Written task 1:
Put the listing into a Markdown table with the columns "Row" and "Line". Start at the listing's first line and go through the line containing "x=721 y=257", including both ends, and leave out any blank lines.

Stack values can be quotations


At first I assumed that stack values in Swanson cannot just be modeled as a quotation that pushes the contained values onto the runtime stack.

Stack values cannot be quotations

But maybe they can? My concern was that closing over a value would not be compatible with quotations having multiple branches. Implicit in that description is that the closed-over value would only live in one of the branches. And so if you invoked one of the branches that doesn't include the value, the value would silently disappear, violating linearity.

Or described more accurately, the value would not live in all of the quotation's branches. That suggests another way to solve the problem — ensure that the closed-over value does (i.e., is guaranteed to) live in all branches of the closure quotation.

To do that, we'd introduce two kinds of quotations: branchless and branched. A branched quotation is exactly the one we've already been describing: they consist of multiple named branches, and when you invoke one you specify which branch should be executed. A branchless quotation would just consist of a single branch of code, and would have no name. Invoking one would be a separate instruction, where you don't provide a branch name. (The type of those two instructions would be different too: branched invoke would require a branched quotation, and branchless invoke would require a branchless quotation.)

Source records:
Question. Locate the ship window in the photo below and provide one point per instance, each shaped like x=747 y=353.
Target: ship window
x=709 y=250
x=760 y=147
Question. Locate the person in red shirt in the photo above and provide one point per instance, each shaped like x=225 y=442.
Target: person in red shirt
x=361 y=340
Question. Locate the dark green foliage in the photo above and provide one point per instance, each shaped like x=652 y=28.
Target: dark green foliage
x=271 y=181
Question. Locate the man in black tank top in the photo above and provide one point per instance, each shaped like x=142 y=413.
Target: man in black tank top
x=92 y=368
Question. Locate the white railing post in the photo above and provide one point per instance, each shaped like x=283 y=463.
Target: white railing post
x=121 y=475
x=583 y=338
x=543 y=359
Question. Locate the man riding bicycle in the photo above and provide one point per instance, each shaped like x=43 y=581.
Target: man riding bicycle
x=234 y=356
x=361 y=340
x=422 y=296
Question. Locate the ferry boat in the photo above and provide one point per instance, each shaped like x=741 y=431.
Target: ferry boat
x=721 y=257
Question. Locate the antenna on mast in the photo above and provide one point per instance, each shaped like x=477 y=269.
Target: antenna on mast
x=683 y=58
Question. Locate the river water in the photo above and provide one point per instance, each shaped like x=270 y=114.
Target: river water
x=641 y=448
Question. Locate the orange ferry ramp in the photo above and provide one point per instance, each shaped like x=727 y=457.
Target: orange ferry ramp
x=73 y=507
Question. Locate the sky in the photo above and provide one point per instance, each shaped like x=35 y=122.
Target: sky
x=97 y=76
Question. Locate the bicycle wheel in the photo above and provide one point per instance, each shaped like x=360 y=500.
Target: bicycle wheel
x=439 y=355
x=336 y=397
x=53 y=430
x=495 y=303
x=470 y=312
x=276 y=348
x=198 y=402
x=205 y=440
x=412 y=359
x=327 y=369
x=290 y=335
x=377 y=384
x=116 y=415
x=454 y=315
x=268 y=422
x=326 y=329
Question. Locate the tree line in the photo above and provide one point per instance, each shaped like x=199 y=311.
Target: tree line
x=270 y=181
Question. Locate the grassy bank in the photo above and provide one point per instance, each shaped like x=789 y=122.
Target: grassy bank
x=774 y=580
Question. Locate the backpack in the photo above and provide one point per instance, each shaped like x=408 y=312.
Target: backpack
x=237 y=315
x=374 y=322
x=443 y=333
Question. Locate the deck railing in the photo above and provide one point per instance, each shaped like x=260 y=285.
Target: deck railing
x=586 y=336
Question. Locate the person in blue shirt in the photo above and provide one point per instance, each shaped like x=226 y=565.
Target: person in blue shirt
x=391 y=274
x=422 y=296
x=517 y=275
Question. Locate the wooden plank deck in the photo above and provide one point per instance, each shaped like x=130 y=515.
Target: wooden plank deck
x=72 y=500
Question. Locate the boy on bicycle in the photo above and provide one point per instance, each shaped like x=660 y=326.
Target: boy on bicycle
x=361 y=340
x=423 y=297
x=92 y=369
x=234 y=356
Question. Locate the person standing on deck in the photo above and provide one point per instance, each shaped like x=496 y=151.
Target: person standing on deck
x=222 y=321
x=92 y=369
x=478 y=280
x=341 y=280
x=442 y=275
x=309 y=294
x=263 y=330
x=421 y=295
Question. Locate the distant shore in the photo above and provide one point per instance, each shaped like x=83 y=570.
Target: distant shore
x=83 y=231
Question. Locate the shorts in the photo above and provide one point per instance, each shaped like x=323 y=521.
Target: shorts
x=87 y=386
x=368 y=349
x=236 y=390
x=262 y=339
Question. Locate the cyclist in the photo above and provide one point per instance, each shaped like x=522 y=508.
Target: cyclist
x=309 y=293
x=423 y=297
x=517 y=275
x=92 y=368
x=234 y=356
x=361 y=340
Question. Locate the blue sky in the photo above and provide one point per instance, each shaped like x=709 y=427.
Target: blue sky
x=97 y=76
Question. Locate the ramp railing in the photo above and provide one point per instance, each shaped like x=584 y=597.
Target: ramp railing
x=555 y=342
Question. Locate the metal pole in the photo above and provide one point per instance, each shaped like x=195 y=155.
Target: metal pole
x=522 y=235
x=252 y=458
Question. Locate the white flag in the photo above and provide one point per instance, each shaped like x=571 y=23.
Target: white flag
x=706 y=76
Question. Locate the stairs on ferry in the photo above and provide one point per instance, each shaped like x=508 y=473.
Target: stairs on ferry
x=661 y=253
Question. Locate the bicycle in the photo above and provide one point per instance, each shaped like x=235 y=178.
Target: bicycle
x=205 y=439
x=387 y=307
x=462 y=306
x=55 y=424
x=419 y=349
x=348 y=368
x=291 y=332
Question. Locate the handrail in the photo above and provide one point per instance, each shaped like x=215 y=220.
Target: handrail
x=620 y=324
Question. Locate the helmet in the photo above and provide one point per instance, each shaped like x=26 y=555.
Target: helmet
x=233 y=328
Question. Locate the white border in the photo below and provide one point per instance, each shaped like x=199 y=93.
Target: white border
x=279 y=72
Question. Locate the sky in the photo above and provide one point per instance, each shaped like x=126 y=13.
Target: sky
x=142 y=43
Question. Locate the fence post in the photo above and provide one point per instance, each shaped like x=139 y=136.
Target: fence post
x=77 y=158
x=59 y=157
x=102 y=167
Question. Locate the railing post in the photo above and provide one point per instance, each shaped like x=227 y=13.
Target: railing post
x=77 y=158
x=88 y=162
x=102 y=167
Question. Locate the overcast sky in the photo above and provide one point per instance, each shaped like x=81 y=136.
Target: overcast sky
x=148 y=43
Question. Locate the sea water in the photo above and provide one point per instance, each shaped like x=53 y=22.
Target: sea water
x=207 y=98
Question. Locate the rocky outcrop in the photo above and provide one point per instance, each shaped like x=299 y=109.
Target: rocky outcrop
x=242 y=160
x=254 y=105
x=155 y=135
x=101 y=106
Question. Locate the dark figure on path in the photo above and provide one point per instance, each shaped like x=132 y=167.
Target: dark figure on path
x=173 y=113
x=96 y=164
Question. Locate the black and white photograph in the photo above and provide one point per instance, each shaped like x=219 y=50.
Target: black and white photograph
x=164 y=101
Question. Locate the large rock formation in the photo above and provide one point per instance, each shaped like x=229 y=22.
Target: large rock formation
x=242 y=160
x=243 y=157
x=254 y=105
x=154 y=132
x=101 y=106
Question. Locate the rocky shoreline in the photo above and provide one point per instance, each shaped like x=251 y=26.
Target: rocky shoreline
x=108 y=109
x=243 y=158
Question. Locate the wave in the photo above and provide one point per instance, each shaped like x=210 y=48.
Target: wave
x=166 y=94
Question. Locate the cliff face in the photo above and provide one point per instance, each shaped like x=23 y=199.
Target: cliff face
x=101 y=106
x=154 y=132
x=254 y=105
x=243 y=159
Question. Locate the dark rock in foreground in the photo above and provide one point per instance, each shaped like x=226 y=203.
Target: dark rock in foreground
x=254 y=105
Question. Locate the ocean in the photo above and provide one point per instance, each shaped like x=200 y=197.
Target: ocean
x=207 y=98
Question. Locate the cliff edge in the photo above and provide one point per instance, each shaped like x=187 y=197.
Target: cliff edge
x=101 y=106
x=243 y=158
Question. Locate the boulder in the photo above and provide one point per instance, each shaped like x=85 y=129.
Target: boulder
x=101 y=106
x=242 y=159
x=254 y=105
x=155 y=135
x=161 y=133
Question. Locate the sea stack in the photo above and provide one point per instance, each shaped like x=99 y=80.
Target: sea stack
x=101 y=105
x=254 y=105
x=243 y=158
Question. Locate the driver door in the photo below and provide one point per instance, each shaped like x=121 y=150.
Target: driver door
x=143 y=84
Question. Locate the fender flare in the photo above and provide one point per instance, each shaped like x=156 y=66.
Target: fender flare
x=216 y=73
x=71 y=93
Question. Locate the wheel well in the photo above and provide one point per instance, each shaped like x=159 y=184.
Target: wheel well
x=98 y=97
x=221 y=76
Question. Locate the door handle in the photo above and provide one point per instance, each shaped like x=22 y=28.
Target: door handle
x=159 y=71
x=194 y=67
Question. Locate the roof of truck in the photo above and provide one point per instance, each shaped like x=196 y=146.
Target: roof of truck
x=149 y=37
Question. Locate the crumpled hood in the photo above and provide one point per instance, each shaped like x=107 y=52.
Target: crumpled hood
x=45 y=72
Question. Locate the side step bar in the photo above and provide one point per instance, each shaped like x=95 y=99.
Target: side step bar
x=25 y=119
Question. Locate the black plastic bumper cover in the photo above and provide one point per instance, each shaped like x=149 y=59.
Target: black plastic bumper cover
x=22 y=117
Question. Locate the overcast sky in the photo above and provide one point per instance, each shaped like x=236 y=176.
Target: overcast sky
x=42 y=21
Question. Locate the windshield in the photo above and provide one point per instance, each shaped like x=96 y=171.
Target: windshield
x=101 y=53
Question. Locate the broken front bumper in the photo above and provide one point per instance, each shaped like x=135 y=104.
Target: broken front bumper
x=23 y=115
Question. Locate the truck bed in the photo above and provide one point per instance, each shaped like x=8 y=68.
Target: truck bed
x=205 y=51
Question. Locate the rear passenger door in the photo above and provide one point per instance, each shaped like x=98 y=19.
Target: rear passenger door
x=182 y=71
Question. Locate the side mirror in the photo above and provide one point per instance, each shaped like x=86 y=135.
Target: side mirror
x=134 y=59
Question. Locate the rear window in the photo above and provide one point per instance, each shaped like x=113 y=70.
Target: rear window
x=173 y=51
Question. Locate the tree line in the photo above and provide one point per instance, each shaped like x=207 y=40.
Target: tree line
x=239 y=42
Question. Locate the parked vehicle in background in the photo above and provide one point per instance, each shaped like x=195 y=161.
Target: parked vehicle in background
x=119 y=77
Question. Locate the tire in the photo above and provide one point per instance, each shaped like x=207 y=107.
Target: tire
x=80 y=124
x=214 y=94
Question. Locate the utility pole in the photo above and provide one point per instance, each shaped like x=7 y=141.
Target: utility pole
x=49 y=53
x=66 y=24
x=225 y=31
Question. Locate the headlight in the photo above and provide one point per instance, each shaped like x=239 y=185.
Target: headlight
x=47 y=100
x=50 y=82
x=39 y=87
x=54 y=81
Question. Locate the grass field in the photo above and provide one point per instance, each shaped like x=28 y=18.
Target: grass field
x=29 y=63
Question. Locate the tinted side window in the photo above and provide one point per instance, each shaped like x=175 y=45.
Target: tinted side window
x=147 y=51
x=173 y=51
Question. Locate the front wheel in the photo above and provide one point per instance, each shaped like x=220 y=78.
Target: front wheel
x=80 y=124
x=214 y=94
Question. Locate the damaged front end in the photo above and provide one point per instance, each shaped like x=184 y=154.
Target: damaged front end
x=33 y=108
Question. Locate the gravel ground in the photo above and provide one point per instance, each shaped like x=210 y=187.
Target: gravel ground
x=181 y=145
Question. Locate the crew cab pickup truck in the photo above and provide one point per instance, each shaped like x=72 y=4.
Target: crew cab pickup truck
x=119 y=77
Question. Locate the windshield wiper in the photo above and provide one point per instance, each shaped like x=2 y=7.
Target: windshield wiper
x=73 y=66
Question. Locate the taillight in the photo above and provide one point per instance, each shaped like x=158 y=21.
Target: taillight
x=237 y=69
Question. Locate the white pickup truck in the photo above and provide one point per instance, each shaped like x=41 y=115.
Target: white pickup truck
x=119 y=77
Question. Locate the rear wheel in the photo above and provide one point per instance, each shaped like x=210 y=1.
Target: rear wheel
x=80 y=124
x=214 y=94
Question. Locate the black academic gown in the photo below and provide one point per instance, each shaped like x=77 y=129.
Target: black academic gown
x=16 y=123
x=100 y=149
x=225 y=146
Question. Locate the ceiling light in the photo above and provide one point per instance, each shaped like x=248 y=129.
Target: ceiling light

Written task 2:
In the post on stack values and quotations, what does the text say about a branched quotation? List every property it gives.

Final result 1:
| Row | Line |
|---|---|
| 1 | Question. Locate the ship window in the photo below and provide one point per instance, each shaped like x=747 y=353. |
| 2 | Target: ship window |
| 3 | x=709 y=250 |
| 4 | x=760 y=147 |
| 5 | Question. Locate the person in red shirt in the photo above and provide one point per instance, each shaped like x=225 y=442. |
| 6 | Target: person in red shirt |
| 7 | x=361 y=340 |
| 8 | Question. Locate the dark green foliage in the photo above and provide one point per instance, each shaped like x=652 y=28. |
| 9 | Target: dark green foliage |
| 10 | x=271 y=181 |
| 11 | Question. Locate the man in black tank top in the photo above and provide one point per instance, each shaped like x=142 y=413. |
| 12 | Target: man in black tank top |
| 13 | x=92 y=368 |
| 14 | Question. Locate the white railing post in the photo above and provide one point per instance, each shaped like x=283 y=463. |
| 15 | Target: white railing post |
| 16 | x=121 y=475 |
| 17 | x=583 y=338 |
| 18 | x=543 y=359 |
| 19 | Question. Locate the man riding bicycle in the photo above and provide one point per instance, each shaped like x=43 y=581. |
| 20 | Target: man riding bicycle |
| 21 | x=234 y=356 |
| 22 | x=361 y=340 |
| 23 | x=422 y=296 |
| 24 | Question. Locate the ferry boat in the photo above and provide one point per instance, each shaped like x=741 y=431. |
| 25 | Target: ferry boat |
| 26 | x=721 y=257 |

Final result 2:
- It consists of multiple named branches.
- When you invoke one, you specify which branch should be executed.
- Branched invoke requires a branched quotation.